EXERCISE REQUIREMENTS:
(1) Format the stretch of the listing below, from the line containing "pane in this photo." through the end of the listing, as a JSON list of strings with one string per line and blank lines left out.
(2) Resume the court order on attorneys' fees below, starting right after its last sentence.

READING PASSAGE:
_____
Traditionalist American Knights of the Ku Klux Klan et al v. Desloge, City of, Missouri
MEMORANDUM AND ORDER IT IS HEREBY ORDERED that Plaintiffs' motion for attorneys' fees and costs is GRANTED in the amount of $11,970.00 for attorneys' fees and $95.00 for costs. (Doc. No. 38.) Signed by District Judge Audrey G. Fleissig on 11/18/2013. (NCL)
UNITED STATES DISTRICT COURT
EASTERN DISTRICT OF MISSOURI
KNIGHTS of the KU KLUX KLAN, et
CITY of DESLOGE, MISSOURI, et al.,
Case No. 4:12CV2085 AGF
MEMORANDUM AND ORDER
Plaintiffs brought this action under 42 U.S.C. § 1983 alleging that § 615.070 of the
City of Desloge Code of Ordinances, entitled “Prohibition Against Solicitation in the
Streets,” violated their constitutional rights to free speech and assembly under the First
Amendment. On December 27, 2012, this Court granted Plaintiffs’ motion for
preliminary injunction, concluding that the ordinance was overbroad as it applied to
sidewalks. (Doc. No. 28.) On March 19, 2013, this Court entered a Consent Order
converting the preliminary injunction to a permanent injunction. (Doc. No. 36.) The
Consent Order also entered judgment in favor of the Plaintiffs on Count I of their
amended complaint and dismissed Counts II and III as moot. Now before the Court is
Plaintiffs’ motion for attorney’s fees and costs pursuant to 42 U.S.C. § 1988, Local Rule
8.02, and Federal Rule of Civil Procedure 54. For the reasons set forth below the motion
will be granted.
_____
TASK INPUT:

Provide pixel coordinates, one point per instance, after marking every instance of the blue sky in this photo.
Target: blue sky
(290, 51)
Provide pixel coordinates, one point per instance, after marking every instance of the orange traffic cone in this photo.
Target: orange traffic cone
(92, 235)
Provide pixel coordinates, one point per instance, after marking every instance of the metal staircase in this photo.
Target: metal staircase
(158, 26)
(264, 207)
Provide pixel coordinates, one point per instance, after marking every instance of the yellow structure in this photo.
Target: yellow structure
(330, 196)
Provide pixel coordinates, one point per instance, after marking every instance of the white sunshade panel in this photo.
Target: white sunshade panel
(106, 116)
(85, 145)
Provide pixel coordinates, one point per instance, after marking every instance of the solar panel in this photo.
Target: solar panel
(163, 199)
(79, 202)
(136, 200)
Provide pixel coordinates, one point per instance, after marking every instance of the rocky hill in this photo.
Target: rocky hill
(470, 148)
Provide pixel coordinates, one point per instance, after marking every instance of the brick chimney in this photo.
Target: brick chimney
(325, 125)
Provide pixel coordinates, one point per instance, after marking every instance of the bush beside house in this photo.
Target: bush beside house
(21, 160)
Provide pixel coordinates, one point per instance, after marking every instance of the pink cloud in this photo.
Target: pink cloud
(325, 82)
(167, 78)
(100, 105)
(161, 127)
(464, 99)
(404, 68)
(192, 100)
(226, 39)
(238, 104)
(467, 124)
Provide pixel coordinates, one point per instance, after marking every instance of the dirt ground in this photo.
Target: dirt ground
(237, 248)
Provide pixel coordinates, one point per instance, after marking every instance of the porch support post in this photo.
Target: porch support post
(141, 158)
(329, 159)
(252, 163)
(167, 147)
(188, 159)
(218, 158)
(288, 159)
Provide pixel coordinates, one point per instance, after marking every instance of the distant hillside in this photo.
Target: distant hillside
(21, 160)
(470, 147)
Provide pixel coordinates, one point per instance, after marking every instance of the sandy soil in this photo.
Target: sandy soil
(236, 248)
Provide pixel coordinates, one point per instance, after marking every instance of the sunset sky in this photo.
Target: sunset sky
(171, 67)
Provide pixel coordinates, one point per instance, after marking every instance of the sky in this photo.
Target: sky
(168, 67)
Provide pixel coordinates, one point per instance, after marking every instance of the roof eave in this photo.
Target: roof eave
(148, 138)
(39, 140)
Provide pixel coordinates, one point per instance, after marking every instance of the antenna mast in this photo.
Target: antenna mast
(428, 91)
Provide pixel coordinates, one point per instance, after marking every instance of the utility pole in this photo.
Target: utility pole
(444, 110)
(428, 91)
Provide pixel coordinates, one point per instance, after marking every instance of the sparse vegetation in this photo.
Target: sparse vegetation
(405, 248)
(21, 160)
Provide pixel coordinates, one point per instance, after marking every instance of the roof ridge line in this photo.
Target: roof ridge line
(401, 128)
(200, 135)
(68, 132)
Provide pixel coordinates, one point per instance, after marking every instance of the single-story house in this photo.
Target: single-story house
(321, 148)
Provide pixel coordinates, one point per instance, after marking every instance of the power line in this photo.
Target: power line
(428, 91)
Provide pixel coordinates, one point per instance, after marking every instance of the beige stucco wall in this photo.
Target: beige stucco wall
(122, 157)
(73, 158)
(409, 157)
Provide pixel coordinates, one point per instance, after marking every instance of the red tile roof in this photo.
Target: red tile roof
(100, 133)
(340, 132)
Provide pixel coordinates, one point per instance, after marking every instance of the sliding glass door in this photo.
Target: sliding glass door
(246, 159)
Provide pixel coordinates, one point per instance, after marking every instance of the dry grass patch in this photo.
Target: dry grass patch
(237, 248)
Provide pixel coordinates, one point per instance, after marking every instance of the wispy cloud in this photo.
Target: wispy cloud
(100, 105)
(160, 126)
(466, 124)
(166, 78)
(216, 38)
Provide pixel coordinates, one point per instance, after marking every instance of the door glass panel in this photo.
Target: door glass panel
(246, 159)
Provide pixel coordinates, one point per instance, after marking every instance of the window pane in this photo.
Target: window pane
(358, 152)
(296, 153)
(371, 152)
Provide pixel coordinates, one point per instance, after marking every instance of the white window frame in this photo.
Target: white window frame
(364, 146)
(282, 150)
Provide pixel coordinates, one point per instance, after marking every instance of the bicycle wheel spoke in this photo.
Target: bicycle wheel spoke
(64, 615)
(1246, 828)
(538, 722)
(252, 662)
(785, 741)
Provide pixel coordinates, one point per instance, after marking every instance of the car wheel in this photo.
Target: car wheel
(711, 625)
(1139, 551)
_____
ANSWERS TO THE EXERCISES:
(1)
[
  "Provide pixel coordinates, one point per instance, after marking every instance of the window pane in this photo.",
  "Target: window pane",
  "(358, 152)",
  "(296, 153)",
  "(371, 152)",
  "Provide pixel coordinates, one point per instance, after marking every instance of the white window frame in this photo.",
  "Target: white window frame",
  "(364, 146)",
  "(282, 150)",
  "Provide pixel coordinates, one point per instance, after marking every instance of the bicycle wheel spoke in this photo.",
  "Target: bicycle wheel spoke",
  "(64, 615)",
  "(1246, 828)",
  "(538, 722)",
  "(252, 662)",
  "(785, 741)",
  "Provide pixel coordinates, one point per instance, after marking every instance of the car wheel in this photo.",
  "Target: car wheel",
  "(711, 625)",
  "(1139, 551)"
]

(2)
Pursuant to 42 U.S.C. § 1988 a party who prevails on a claim under 42 U.S.C. §
1983 “should ordinarily recover an attorney’s fee unless special circumstances would
render such an award unjust.” Lefemine v. Wideman, 133 S. Ct. 9, 11 (2012) (quoting
Hensley v. Eckerhart, 461 U.S. 424, 429 (1983)). A “prevailing party” is one that
“obtains a judicially sanctioned, material alteration of the legal relationship of the
parties.” Coates v. Powell, 639 F.3d 471, 474 (8th Cir. 2011) (citing Buckhannon Bd. &
Care Home, Inc., v. West Virginia Dep’t of Health & Human Resources, 532 U.S. 598,
601 (2001)). The Supreme Court has repeatedly held that injunctive or declaratory relief
as well as a damages award satisfies this test. Lefemine, 133 S. Ct. at 11; see also Rogers
Group, Inc. v. City of Fayetteville, 683 F.3d 903, 910-11 (8th Cir. 2012) (holding that a
preliminary injunction may convey prevailing party status).
A district court has discretion to determine the amount of a fee award. Kahle v.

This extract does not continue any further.